- PROMPT A
Set down the betta thread word for word, starting with "To answer your" and going on through "to fin rot/damage.".

# Betta info



## StripesAndFins (Dec 31, 2008)

So i am planning on getting a male betta for my 5 gallon hex. Is there anything special i should know about like:

1: how often should i change his water?

2: will they be able to eat tropical flakes or just betta flakes?

3: should there be any special decor?

Thanks for any help given to me


----------



## trashion (Aug 24, 2007)

Is he the only guy with it, or are the badis in there with him? if the badis are in the same tank, I wouldn't do that. They're known to be nasty for their size, and I wouldn't put it past them to chew on his fins.

As far as decor goes, stay away from anything sharp or pokey. Most plastic plants are too pokey, I find...stick to silk or live 

There are lots of good betta foods out there, I have good luck with Hikari Betta Bio-Gold. Mix that up with some frozen foods, and you should have a very happy betta!

Oh, and I always recommend small weekly waterchanges. 15% once a week should be fine. Most bettas aren't bothered by going a while without waterchanges, but they're very prone to fin-rot.


----------



## Cacatuoides (Feb 2, 2009)

On the water changes SAF thin about this. They live in the nasty rice patties of thailand. (or wherever) but i agree with trashion


----------



## WildForFish (Aug 5, 2008)

Morning SAF,

Betta now?, eh 

To answer your questions in order:

1. I change my Bettas water every day.
If you have a filter system, you may be able to do once weekly changes.
Keep an eye on your Betta, some are more sensitive to water parameters
than others, as stated they are very prone to fin rot/damage.
Base your water changes on your individual Bettas needs.

2. I feed Hikari: Blood Worms, Tubiflex Worms, Daphnia, Brine Shrimp-both
the freezed dried & frozen version of each. Betta Bio Gold pellets
(I do not feed flake to any of my fish.)

- THE DATA

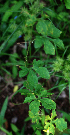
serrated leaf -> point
(34, 106)
(41, 27)
(3, 110)
(52, 129)
(23, 72)
(9, 12)
(60, 124)
(31, 20)
(24, 91)
(48, 47)
(35, 118)
(43, 72)
(53, 114)
(38, 63)
(29, 99)
(28, 85)
(52, 30)
(14, 128)
(14, 71)
(43, 93)
(38, 89)
(67, 4)
(38, 42)
(58, 42)
(48, 103)
(32, 79)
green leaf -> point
(14, 128)
(60, 124)
(53, 114)
(31, 20)
(52, 129)
(38, 89)
(23, 72)
(48, 103)
(10, 11)
(35, 118)
(29, 99)
(58, 42)
(52, 30)
(34, 106)
(3, 110)
(48, 47)
(14, 71)
(24, 91)
(38, 63)
(28, 85)
(32, 79)
(42, 27)
(43, 72)
(38, 42)
(43, 93)
(67, 4)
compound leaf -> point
(48, 47)
(43, 72)
(48, 103)
(29, 99)
(34, 106)
(42, 27)
(23, 72)
(38, 42)
(58, 42)
(60, 124)
(32, 79)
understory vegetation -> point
(35, 61)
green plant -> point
(32, 20)
(2, 115)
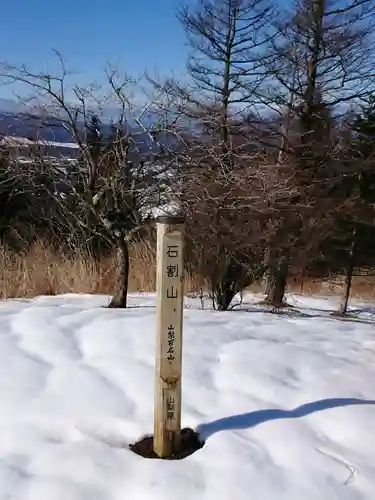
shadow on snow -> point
(254, 418)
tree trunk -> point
(119, 299)
(349, 275)
(268, 275)
(277, 285)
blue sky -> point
(134, 34)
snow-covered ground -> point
(285, 402)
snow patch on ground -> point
(286, 402)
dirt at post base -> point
(190, 443)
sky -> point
(133, 34)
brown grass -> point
(42, 271)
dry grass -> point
(42, 271)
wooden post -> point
(170, 297)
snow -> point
(14, 141)
(285, 402)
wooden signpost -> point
(170, 295)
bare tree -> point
(323, 56)
(117, 180)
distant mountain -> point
(20, 124)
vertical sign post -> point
(170, 295)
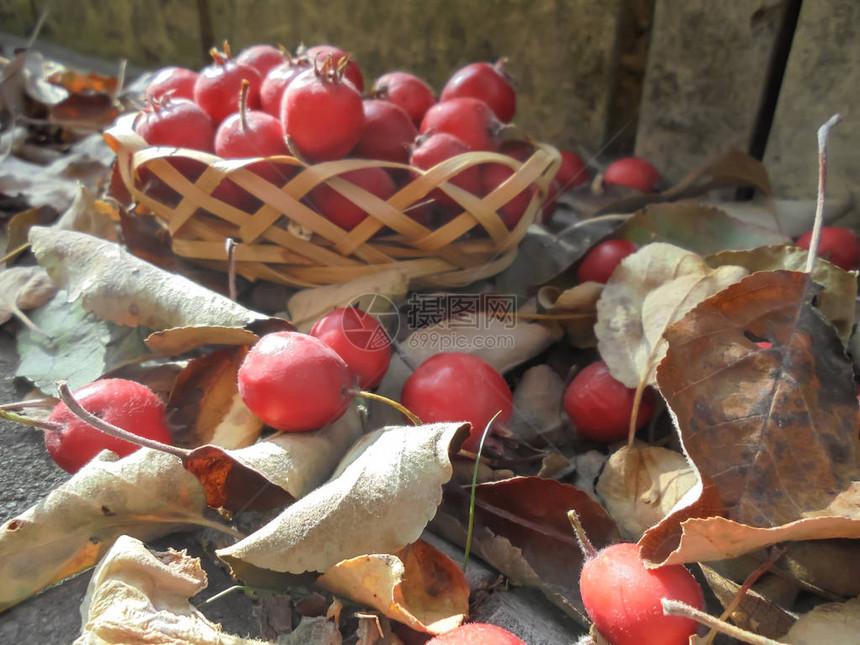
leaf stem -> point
(471, 527)
(41, 424)
(823, 135)
(108, 428)
(394, 404)
(585, 544)
(678, 608)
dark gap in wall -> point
(207, 31)
(773, 81)
(631, 57)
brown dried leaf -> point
(147, 494)
(276, 471)
(419, 586)
(117, 286)
(137, 597)
(648, 291)
(641, 484)
(836, 300)
(834, 623)
(755, 613)
(206, 406)
(23, 288)
(378, 501)
(522, 529)
(773, 431)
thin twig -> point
(823, 134)
(108, 428)
(678, 608)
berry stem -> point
(585, 544)
(394, 404)
(823, 135)
(243, 104)
(678, 608)
(108, 428)
(41, 424)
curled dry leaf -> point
(833, 623)
(836, 300)
(205, 404)
(699, 227)
(378, 501)
(23, 288)
(276, 471)
(136, 597)
(419, 586)
(576, 308)
(773, 431)
(648, 291)
(117, 286)
(640, 484)
(147, 494)
(521, 529)
(308, 305)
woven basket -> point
(286, 241)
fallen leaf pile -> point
(755, 446)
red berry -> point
(360, 340)
(343, 211)
(476, 634)
(489, 83)
(494, 175)
(838, 245)
(452, 386)
(469, 119)
(322, 113)
(436, 148)
(261, 57)
(295, 382)
(622, 598)
(406, 90)
(177, 81)
(572, 171)
(176, 122)
(318, 53)
(600, 406)
(276, 82)
(633, 173)
(599, 263)
(387, 133)
(217, 89)
(126, 404)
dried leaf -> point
(23, 288)
(698, 227)
(147, 494)
(836, 301)
(773, 431)
(205, 404)
(640, 484)
(74, 345)
(136, 597)
(274, 472)
(522, 529)
(755, 613)
(379, 500)
(577, 308)
(419, 586)
(308, 305)
(648, 291)
(834, 623)
(119, 287)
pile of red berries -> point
(266, 102)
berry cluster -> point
(267, 102)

- PROMPT B
Rewrite the listing, starting with the line with "thin twig -> point" and going on through the end of the listing. Replace "woven basket" with "wicker basket" and leave everything else unchanged.

- CORRECT RESPONSE A
To answer your questions in order:

1. I change my Bettas water every day.
If you have a filter system, you may be able to do once weekly changes.
Keep an eye on your Betta, some are more sensitive to water parameters
than others, as stated they are very prone to fin rot/damage.

- CORRECT RESPONSE B
thin twig -> point
(823, 134)
(108, 428)
(678, 608)
berry stem -> point
(585, 544)
(394, 404)
(823, 135)
(243, 104)
(678, 608)
(108, 428)
(41, 424)
curled dry leaf -> point
(833, 623)
(836, 300)
(205, 404)
(699, 227)
(378, 501)
(23, 288)
(276, 471)
(136, 597)
(419, 586)
(576, 308)
(773, 431)
(648, 291)
(117, 286)
(640, 484)
(147, 494)
(521, 529)
(308, 305)
wicker basket -> point
(286, 241)
fallen leaf pile -> point
(755, 446)
red berry -> point
(360, 340)
(343, 211)
(476, 634)
(489, 83)
(494, 175)
(838, 245)
(452, 386)
(469, 119)
(322, 113)
(436, 148)
(261, 57)
(295, 382)
(622, 598)
(406, 90)
(177, 81)
(572, 171)
(176, 122)
(318, 53)
(600, 406)
(276, 82)
(633, 173)
(599, 263)
(387, 133)
(217, 89)
(126, 404)
dried leaf -> point
(23, 288)
(698, 227)
(147, 494)
(836, 301)
(773, 431)
(205, 404)
(640, 484)
(74, 345)
(136, 597)
(274, 472)
(522, 529)
(755, 613)
(379, 500)
(577, 308)
(419, 586)
(308, 305)
(648, 291)
(834, 623)
(119, 287)
pile of red berries -> point
(266, 102)
berry cluster -> point
(267, 102)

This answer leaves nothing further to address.